Task to complete >>
Please reproduce the listing below verbatim, from the line with "Please spot the decorative" through the end of the listing.

===== Given information

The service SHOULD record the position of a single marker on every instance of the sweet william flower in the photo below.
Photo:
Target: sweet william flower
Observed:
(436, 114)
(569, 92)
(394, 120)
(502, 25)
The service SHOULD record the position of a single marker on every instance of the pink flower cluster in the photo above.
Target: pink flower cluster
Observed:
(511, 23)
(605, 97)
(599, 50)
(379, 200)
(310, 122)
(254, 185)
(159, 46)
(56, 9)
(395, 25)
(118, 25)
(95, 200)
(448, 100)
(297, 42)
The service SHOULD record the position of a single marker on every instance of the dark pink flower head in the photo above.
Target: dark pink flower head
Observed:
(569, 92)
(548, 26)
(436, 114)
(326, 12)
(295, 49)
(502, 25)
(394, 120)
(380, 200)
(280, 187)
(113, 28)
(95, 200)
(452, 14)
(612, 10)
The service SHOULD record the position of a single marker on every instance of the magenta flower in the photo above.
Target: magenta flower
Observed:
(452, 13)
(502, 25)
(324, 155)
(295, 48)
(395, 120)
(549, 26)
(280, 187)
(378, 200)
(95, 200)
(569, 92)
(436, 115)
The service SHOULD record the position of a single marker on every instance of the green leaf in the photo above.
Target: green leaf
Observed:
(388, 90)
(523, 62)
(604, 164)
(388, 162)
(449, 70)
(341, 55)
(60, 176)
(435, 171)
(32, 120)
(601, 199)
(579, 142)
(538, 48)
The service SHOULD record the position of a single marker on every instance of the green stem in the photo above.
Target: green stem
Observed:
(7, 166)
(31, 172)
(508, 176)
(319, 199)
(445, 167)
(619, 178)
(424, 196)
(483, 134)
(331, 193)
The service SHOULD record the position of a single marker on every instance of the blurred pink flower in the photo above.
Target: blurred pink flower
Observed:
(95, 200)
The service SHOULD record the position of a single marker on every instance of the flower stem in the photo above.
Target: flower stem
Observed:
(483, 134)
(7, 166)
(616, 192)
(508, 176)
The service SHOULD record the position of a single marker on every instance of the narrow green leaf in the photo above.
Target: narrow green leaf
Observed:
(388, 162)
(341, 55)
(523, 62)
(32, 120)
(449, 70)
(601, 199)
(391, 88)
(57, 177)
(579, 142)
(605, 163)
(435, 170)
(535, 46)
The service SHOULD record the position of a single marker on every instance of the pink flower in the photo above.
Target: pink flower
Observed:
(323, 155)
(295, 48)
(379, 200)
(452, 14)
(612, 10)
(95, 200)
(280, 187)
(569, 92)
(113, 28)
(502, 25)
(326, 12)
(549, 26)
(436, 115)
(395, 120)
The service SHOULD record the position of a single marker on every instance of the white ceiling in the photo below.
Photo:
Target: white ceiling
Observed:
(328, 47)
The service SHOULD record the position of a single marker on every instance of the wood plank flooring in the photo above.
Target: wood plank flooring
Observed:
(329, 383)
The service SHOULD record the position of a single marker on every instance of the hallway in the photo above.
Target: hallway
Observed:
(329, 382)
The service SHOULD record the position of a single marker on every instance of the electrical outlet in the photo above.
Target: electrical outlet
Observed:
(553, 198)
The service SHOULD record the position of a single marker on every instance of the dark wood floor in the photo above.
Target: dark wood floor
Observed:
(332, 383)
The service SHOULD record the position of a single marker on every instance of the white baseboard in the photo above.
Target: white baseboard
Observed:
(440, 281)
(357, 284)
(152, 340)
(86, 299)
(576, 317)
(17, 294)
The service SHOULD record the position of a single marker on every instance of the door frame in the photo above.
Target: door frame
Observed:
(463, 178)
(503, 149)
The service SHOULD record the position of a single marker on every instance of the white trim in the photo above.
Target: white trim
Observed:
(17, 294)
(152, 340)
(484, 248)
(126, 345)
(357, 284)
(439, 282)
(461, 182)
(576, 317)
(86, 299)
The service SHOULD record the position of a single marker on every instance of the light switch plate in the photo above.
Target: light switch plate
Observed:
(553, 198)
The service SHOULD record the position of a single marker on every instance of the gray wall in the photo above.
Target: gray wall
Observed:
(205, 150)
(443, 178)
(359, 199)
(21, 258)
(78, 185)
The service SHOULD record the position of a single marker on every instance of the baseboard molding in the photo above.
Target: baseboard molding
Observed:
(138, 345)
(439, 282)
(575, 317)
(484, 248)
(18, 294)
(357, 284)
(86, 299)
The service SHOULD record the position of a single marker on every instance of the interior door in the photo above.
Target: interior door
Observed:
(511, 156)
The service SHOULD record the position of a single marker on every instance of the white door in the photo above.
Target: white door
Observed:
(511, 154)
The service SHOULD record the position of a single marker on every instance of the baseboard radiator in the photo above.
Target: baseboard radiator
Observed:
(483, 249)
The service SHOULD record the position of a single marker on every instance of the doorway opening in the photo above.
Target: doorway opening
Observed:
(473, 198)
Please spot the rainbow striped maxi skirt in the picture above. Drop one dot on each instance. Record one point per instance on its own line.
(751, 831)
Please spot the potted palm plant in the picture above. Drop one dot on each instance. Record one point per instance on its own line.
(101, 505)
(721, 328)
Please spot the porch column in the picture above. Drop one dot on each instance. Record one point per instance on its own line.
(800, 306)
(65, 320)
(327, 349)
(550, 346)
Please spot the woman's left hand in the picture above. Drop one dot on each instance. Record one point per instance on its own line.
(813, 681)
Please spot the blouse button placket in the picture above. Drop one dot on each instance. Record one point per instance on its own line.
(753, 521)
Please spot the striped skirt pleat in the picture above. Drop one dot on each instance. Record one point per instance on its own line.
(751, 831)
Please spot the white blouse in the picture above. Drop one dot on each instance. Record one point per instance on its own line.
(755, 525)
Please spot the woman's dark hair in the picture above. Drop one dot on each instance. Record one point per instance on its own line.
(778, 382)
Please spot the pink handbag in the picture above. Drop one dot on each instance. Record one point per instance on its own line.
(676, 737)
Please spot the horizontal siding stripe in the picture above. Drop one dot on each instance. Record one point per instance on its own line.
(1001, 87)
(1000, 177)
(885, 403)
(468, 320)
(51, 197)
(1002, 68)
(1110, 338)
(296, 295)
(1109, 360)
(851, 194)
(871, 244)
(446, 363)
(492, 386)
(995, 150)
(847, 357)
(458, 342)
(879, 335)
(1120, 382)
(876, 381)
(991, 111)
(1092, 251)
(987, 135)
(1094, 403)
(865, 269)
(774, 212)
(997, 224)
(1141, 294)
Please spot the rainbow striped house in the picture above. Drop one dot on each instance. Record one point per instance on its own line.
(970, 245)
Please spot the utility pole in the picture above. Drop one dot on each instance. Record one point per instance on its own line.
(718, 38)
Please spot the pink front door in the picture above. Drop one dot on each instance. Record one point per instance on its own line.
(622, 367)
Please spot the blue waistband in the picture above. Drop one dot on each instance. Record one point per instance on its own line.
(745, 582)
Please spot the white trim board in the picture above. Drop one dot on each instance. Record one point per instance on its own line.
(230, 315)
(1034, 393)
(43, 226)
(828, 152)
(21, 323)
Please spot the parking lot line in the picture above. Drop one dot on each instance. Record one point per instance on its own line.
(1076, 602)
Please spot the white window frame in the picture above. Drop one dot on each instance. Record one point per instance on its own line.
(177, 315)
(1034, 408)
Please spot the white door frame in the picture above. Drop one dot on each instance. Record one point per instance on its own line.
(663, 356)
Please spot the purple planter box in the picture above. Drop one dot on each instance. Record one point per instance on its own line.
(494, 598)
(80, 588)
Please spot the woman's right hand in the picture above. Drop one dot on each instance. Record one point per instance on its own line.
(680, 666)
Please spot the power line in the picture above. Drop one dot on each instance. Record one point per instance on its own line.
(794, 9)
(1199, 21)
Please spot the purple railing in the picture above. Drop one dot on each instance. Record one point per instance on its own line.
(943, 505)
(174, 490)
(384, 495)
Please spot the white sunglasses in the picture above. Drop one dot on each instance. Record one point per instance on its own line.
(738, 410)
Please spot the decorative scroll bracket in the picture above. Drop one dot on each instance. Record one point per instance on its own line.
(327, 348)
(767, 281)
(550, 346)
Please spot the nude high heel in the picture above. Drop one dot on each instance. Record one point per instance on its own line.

==========

Result for this exercise >>
Please spot the decorative scroll bracket in the picture above. Drop one dot on each instance. Record one point per instance on its own line.
(327, 348)
(767, 281)
(550, 346)
Please spot the nude high heel in the picture above. Drop one dot on each instance. Record one point per instance on its own line.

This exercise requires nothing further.